> Required task:
Every record below is to be retyped exactly.
::::::::
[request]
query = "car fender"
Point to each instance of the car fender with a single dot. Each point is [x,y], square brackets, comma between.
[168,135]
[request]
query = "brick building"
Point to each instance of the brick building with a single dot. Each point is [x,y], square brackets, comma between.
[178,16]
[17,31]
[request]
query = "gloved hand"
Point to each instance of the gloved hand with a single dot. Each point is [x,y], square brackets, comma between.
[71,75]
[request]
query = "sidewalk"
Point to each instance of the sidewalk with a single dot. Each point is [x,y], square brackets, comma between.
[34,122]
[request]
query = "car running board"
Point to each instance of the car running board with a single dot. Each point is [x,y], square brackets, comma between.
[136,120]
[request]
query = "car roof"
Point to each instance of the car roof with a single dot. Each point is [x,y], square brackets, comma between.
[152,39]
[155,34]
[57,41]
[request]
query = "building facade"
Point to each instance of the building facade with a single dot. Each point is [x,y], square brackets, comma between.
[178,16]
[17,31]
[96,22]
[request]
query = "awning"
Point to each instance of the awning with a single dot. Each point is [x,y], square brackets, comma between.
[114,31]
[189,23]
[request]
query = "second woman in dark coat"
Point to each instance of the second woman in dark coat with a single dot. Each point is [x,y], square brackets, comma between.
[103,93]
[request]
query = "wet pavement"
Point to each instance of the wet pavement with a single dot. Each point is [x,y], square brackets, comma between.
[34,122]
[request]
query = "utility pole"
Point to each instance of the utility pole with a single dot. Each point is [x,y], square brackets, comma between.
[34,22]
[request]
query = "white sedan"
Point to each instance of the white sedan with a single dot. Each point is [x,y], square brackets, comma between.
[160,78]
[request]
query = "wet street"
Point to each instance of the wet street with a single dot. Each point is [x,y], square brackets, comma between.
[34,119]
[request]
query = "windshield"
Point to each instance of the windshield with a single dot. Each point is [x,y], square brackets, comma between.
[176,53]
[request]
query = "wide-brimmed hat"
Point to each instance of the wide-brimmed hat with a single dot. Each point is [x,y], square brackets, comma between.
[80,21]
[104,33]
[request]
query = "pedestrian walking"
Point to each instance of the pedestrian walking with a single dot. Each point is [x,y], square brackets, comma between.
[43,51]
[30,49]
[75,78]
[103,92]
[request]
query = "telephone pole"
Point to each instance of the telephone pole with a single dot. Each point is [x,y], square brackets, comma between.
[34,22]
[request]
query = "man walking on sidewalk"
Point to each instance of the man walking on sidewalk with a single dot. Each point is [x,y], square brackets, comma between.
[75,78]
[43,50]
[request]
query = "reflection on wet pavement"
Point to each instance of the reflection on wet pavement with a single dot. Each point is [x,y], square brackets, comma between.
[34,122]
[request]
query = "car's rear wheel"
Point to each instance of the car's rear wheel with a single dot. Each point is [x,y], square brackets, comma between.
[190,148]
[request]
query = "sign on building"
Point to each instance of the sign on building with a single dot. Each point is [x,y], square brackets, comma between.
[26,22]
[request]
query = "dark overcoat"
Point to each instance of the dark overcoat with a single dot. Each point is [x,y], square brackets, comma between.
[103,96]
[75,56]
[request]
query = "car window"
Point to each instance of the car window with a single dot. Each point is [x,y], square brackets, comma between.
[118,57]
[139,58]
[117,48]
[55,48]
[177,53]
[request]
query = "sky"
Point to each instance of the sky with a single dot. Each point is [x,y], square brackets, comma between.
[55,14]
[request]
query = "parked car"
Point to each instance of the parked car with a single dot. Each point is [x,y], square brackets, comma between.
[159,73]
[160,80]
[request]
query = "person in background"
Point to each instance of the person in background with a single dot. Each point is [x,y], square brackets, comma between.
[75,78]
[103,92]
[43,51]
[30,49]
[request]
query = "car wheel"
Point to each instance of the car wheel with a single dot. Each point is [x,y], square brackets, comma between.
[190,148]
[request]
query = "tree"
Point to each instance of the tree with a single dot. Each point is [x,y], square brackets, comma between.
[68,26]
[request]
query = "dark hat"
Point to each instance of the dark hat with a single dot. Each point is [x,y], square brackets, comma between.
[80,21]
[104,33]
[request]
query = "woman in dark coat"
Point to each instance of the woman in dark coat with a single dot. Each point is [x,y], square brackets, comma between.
::::::::
> Expected output:
[request]
query = "car fender"
Point to each instance of the car fender with a single dot. Each point is [x,y], square brackets, comma between.
[168,135]
[request]
query = "brick building"
Point to each instance of the brick building with a single dot. Each point is [x,y], square brackets, comma between.
[178,16]
[17,31]
[request]
query = "gloved hand"
Point to each instance of the gloved hand with a single dot. Each point is [x,y], square brackets, comma between.
[71,75]
[request]
query = "sidewalk"
Point to each instance of the sidewalk with a single dot. Each point is [x,y], square brackets, comma between.
[34,122]
[request]
query = "car running board"
Point to each instance of the car running board with a single dot. Each point is [x,y], square brackets, comma between.
[136,120]
[request]
query = "car roof"
Point to each instance of the car roof with a single dot. Each point is [x,y], square brackets, comma between.
[152,39]
[155,34]
[57,41]
[request]
query = "building facade"
Point to each instance of the building facade with a single dot. Each point is [x,y], square brackets, comma between.
[178,16]
[17,31]
[96,22]
[request]
query = "awning"
Point to each instance of the awning with a single dot. Each point is [x,y], square brackets, comma between.
[114,31]
[189,23]
[request]
query = "second woman in dark coat"
Point to each instance of the second woman in dark coat with a single dot. Each point is [x,y], square brackets, comma between.
[103,93]
[request]
query = "wet pavement"
Point to each instance of the wet pavement with a single dot. Each point is [x,y], square brackets, comma between.
[34,122]
[request]
query = "utility pole"
Point to each instance of the utility pole with a single dot. Each point is [x,y], square brackets, comma between.
[34,22]
[request]
query = "white sedan"
Point to each instance of the white sedan with a single dot. Each point is [x,y], square brackets, comma between.
[160,78]
[request]
query = "wet street"
Point to each instance of the wet street with a single dot. Each point is [x,y], square brackets, comma between.
[34,119]
[request]
query = "windshield"
Point to each instance of the windshield with a single dot. Each point is [x,y], square brackets, comma between.
[176,53]
[request]
query = "wide-brimmed hat"
Point to each instance of the wide-brimmed hat with a single dot. Each point is [x,y], square brackets, comma between.
[80,21]
[104,33]
[request]
query = "pedestrian walking"
Point to each instance of the pedestrian walking with a single dot. Each point is [x,y], square brackets, comma between.
[43,51]
[30,49]
[75,78]
[103,92]
[request]
query = "telephone pole"
Point to each instance of the telephone pole with a single dot. Each point is [x,y], square brackets, comma between.
[34,22]
[request]
query = "man walking on sidewalk"
Point to each instance of the man walking on sidewalk with a single dot. Each point is [x,y], square brackets, comma between.
[75,78]
[43,50]
[request]
query = "reflection on wet pavement"
Point to each instance of the reflection on wet pavement with a single dot. Each point is [x,y], square brackets, comma between.
[34,122]
[request]
query = "car's rear wheel"
Point to each instance of the car's rear wheel with a single dot. Each point is [x,y], square brackets, comma between.
[190,148]
[request]
query = "sign on building"
Point to each instance of the sign on building with a single dot. Each point is [x,y], square brackets, comma between.
[26,22]
[request]
query = "dark overcoat"
Point to each instance of the dark overcoat with a single dot. Each point is [x,y], square brackets, comma between.
[103,96]
[75,56]
[request]
query = "car window"
Point to each instance of the car window with a single dot. Each point is [x,y], square brackets, comma between.
[118,57]
[139,58]
[117,48]
[55,48]
[177,53]
[request]
query = "sky"
Point to each instance of the sky with a single dot. Each point is [x,y], square brackets, comma between.
[55,14]
[request]
query = "parked car"
Point to each instance of the parked car with a single dot. Each point is [x,y], square brackets, comma between.
[159,73]
[160,80]
[request]
query = "person in background"
Point to each instance of the person in background with a single dot. Each point is [x,y], square brackets, comma between.
[75,78]
[103,92]
[43,51]
[30,49]
[request]
query = "car wheel"
Point to each instance of the car wheel with a single dot. Each point is [x,y], square brackets, comma between.
[190,148]
[request]
query = "tree"
Point to each instance of the tree with a single dot. Each point is [x,y], square brackets, comma between.
[68,26]
[request]
query = "dark hat"
Point to each instance of the dark hat with a single dot. Each point is [x,y], square brackets, comma between.
[80,21]
[104,33]
[request]
query = "woman in dark coat"
Point to each instance of the woman in dark coat with a single dot. Each point is [x,y], square brackets, comma between.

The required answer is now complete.